:: INFORMATION GIVEN ::
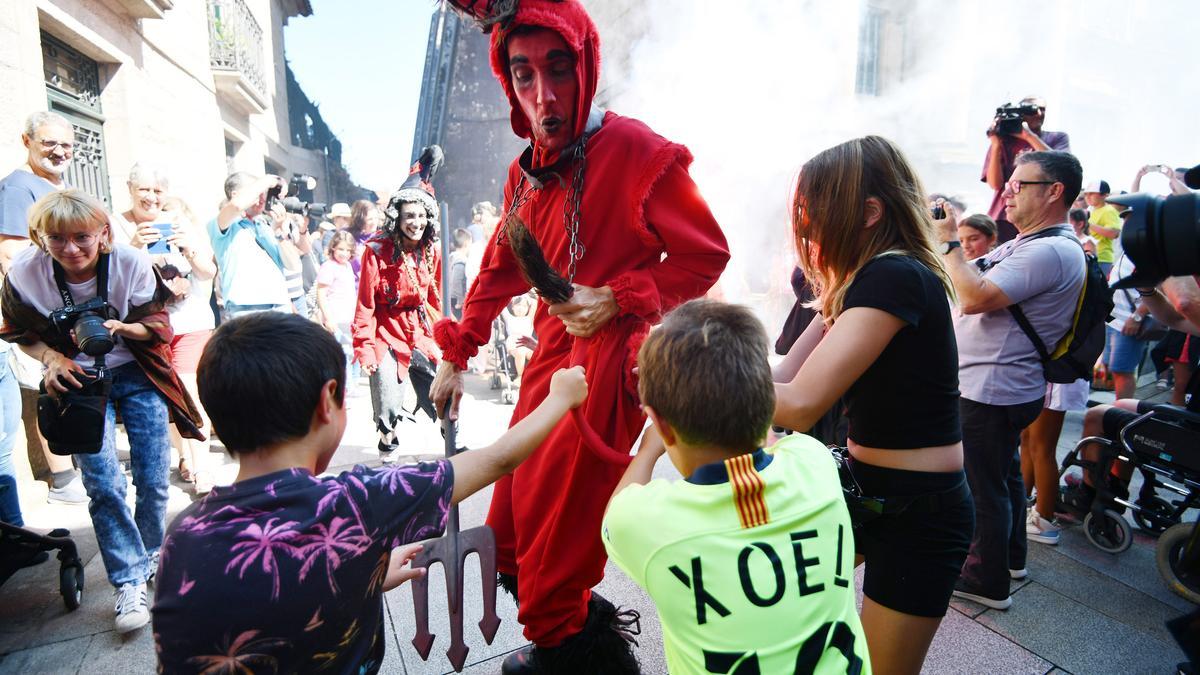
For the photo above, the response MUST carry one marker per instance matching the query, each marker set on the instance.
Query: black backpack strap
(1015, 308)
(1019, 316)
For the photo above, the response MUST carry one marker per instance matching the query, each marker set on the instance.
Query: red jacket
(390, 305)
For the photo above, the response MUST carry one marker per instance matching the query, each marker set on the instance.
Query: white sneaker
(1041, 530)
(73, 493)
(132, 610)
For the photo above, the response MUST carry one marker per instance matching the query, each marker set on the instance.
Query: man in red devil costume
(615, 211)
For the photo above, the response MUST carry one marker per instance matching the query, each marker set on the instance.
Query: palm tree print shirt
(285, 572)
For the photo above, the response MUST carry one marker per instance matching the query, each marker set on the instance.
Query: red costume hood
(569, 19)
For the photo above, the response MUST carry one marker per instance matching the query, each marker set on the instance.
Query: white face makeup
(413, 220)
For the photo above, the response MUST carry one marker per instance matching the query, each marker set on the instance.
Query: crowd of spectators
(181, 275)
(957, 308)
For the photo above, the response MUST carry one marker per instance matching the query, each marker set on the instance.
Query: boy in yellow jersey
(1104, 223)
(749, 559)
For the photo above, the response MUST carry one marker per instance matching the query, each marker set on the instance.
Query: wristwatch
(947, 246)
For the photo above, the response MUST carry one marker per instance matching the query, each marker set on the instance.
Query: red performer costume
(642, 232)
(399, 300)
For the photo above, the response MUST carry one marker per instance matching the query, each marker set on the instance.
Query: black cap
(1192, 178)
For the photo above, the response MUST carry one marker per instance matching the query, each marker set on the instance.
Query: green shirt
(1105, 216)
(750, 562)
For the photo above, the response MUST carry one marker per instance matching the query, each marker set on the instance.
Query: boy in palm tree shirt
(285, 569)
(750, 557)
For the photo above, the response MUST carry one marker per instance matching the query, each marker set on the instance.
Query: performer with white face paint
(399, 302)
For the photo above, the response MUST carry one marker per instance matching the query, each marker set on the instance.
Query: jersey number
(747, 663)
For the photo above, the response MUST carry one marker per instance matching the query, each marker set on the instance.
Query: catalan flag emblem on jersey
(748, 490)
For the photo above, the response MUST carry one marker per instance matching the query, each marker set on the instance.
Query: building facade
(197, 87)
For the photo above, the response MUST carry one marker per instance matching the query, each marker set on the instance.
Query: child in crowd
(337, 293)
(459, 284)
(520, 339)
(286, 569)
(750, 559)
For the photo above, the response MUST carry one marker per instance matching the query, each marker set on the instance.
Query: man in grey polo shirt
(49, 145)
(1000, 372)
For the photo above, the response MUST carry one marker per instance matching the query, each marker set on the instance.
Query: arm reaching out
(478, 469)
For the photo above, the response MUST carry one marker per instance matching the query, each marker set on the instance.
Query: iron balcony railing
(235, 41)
:::
▶ **PROBLEM TO WORK ON**: Restate each of the entries above word for word and skip every image.

▶ **CORRECT RESPONSE**:
For the photo above, the response MUST carry one marker per instance matching the query, each marker set on the instance.
Query: black backpack strap
(1015, 308)
(1019, 316)
For the photo above, the response MUST carry one marker per instance matching the query, each marker set on the instance.
Query: red jacket
(390, 305)
For the photo above, the response MUST carry one marker per instance matching the query, each marker set on the instance.
Query: white sneaker
(1041, 530)
(73, 493)
(132, 610)
For the photo above, the response MUST carry one marker per instance matching the query, each marker set on the instance.
Query: man in red devil costume
(615, 211)
For the photo above, the response MUST carry one marker per instance matching the query, each marker set on the instance.
Query: palm tree print shirt
(285, 572)
For the photo above, the response MUST carry one marker per instance matching the query, each marker set on the instance.
Query: red costume hood
(569, 19)
For the photo above, the response MUST carry one marker per instance matching the query, each marker set on the instance.
Query: white face makeup
(413, 220)
For the photo above, the response MUST carry one marker per instance matching the query, each marker set on the instance.
Query: crowd of spectators
(181, 275)
(957, 308)
For the photo above, the response MUST carry one marker per instance matching the query, each marker set on the instance.
Query: boy in yellow jersey
(1104, 223)
(749, 559)
For the photo above, the response MUST carry one marker per instance matching the query, each marker set on the instance.
Query: wristwatch
(947, 246)
For the photo above, the response MUST carry one marker per instance matching the query, each marker set on the instance.
Query: red performer costume
(642, 232)
(399, 300)
For the photo above, the response MUST carry one marker per instance matching the query, each marker set on the instance.
Query: black cap
(1192, 178)
For the photo above, the response MUST carry one marker per instance matching the query, each marker set on the instance.
Query: green shirt
(1105, 216)
(750, 562)
For the photo above, the response MUST carry one marker per instance matching the query, each marker set on the instance.
Query: boy in palm tree shirt
(285, 569)
(750, 557)
For the photo above, the response MUST carry one marker per instance matching the query, each marker set on the instance.
Query: performer with white face paint
(399, 302)
For the photo above, the response MUST carry one marker per instance matching the query, each marker set on the instance.
Query: jersey number
(747, 663)
For the photo above, the response MUST carry one marker per instance matching the query, each marker set on the instance.
Query: catalan flag emblem on jersey
(748, 490)
For the photo above, the response MUST carry one marker per instance matching the query, each marker set on the instance.
Query: building facade
(197, 87)
For the photo above, the response MUST carry one marker per instance matching the query, each marker set on the instance.
Query: child in crowd
(337, 293)
(459, 284)
(520, 339)
(286, 569)
(750, 559)
For the photo above, the response MUST carry one marker per instance matching the query, each marker set on the instance.
Query: man in grey polo shirt
(49, 145)
(1000, 372)
For the photo above, the response MUST carry one marker per instance matching the query, each marker set on the instance.
Query: arm reaching out
(478, 469)
For the photo above, the response MUST carry one marker per instance matching the query, each marker set on the instance.
Query: iron balcony railing
(235, 41)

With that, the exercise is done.